§ Work required
Exactly reproduce the lines from the line containing "Point out every instance of the chimney" to the end of the data below, inclusive, and nothing else.

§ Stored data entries
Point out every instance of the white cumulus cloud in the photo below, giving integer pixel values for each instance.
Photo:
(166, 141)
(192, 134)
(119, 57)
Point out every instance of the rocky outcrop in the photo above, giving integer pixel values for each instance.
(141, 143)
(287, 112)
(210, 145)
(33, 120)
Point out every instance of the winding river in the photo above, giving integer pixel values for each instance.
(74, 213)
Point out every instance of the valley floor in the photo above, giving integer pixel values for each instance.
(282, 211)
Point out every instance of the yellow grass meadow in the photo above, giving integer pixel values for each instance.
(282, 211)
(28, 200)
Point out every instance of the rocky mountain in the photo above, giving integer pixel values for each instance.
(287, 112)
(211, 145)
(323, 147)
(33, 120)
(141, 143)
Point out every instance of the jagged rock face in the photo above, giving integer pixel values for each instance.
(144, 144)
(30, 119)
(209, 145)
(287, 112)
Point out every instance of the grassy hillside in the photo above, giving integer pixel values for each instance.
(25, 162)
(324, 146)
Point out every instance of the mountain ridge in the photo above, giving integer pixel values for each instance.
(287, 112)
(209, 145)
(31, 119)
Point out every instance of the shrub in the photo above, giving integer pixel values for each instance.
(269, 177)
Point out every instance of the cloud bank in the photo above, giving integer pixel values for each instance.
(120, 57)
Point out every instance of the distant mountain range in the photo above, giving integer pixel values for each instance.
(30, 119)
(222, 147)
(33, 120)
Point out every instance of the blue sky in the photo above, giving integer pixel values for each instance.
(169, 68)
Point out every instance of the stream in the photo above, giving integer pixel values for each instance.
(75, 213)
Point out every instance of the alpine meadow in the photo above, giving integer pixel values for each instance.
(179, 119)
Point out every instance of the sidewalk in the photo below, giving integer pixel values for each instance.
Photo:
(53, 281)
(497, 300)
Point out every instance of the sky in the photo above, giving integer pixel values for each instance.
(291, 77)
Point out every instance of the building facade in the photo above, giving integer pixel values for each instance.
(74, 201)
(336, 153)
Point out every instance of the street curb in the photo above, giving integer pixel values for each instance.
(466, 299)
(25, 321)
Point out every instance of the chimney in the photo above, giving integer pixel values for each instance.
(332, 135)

§ Completed task
Point out every instance of the chimney in the photo above, giving integer pixel values for each instance.
(332, 135)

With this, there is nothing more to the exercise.